We brought our daughter home from the hospital to that house. Our parents came to visit, we harvested black walnuts from the two trees in the driveway, and bought new furniture from a real furniture store. My sister-in-law and her family came over for dinner at least once and that August I canned 15 pints of tomatoes from my mother and father-in-laws’ garden in Ames.

We attended services at the People’s Church, which was down the street. We established routines couples do, trying to contribute to our lives and to life in society. I remember feeling a new life was beginning with our settlement on the southeast side of Cedar Rapids.

I was fortunate to have the upstairs of the house for a study. I spread out my books, typewriters and papers to work on a novel in my spare time. No novel was completed in the wake of a new job, a new home, and a newborn who depended upon us.

* **Supplied material**

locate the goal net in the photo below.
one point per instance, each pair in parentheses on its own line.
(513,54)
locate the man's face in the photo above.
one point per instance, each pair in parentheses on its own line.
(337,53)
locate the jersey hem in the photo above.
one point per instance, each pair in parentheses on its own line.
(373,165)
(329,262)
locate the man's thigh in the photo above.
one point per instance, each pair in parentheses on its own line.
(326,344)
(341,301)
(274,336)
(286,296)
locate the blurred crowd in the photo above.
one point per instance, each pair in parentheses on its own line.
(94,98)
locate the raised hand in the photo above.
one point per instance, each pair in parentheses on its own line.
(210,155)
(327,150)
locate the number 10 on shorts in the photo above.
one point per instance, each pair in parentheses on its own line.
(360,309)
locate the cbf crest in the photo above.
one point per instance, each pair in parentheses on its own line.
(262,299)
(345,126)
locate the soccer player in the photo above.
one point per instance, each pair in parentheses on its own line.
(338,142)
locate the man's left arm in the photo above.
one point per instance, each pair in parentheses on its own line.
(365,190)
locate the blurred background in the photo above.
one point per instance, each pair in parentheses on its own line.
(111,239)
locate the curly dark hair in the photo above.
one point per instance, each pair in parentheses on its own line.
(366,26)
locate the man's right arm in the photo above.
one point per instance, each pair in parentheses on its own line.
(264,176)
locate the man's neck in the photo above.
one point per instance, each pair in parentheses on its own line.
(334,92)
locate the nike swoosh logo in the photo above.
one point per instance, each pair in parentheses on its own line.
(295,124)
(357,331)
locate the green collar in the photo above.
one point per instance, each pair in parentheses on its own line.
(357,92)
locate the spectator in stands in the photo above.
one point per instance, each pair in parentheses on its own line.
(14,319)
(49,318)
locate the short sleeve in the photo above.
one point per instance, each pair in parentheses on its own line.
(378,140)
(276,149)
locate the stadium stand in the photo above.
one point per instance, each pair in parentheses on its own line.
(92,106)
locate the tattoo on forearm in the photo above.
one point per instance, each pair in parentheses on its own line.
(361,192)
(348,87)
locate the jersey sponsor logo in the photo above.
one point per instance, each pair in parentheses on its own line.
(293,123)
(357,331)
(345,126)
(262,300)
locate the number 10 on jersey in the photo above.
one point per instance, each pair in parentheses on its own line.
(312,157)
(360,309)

* **Problem set**
(1) List every proper place name that appears in the passage about the Cedar Rapids house.
(2) Continue the passage about the Cedar Rapids house from where it stops.

* **Answers to the tasks**
(1)
Ames
People's Church
Cedar Rapids

(2)
The past 18 months have been physically taxing and mentally exhausting. I weigh in at 212 pounds, more than ever in my life. I have been spending a majority of my time outside work laying on the couch, digesting meals, and watching television. I need to stop this now, improve my family life, and proceed on the intellectual path that has been my calling from earliest days.

Journals, Cedar Rapids, Iowa, June 29, 1985.

Taking a few days vacation, I found time to retreat in my study and write in the journal. I asked, “Where is my life heading?”

This is the question to be answered in the next few days. I am not happy with it now, and I seek a change in daily life that will focus on daily events and find meaning in them. Too, I seek a meaning beyond the surface of things. I believe an individual’s actions have consequence in society and in the larger realm. Though our voice may not be heard beyond our solar system, each life on earth has consequence. We are all God’s children and this spiritual part of every life has been neglected too long, both in my life and in the life of society. Here on the pages of this journal I can begin to work out an answer to this problem.

Journals, Cedar Rapids, Iowa, June 29, 1985.

I’m not sure answers were forthcoming.

Our time at Grande Avenue centered around our daughter’s new life with us. There were visits from family and friends, and a focus on our lives together. I learned how to change a diaper and earned enough money to finance the household. We weren’t there long enough to start a garden.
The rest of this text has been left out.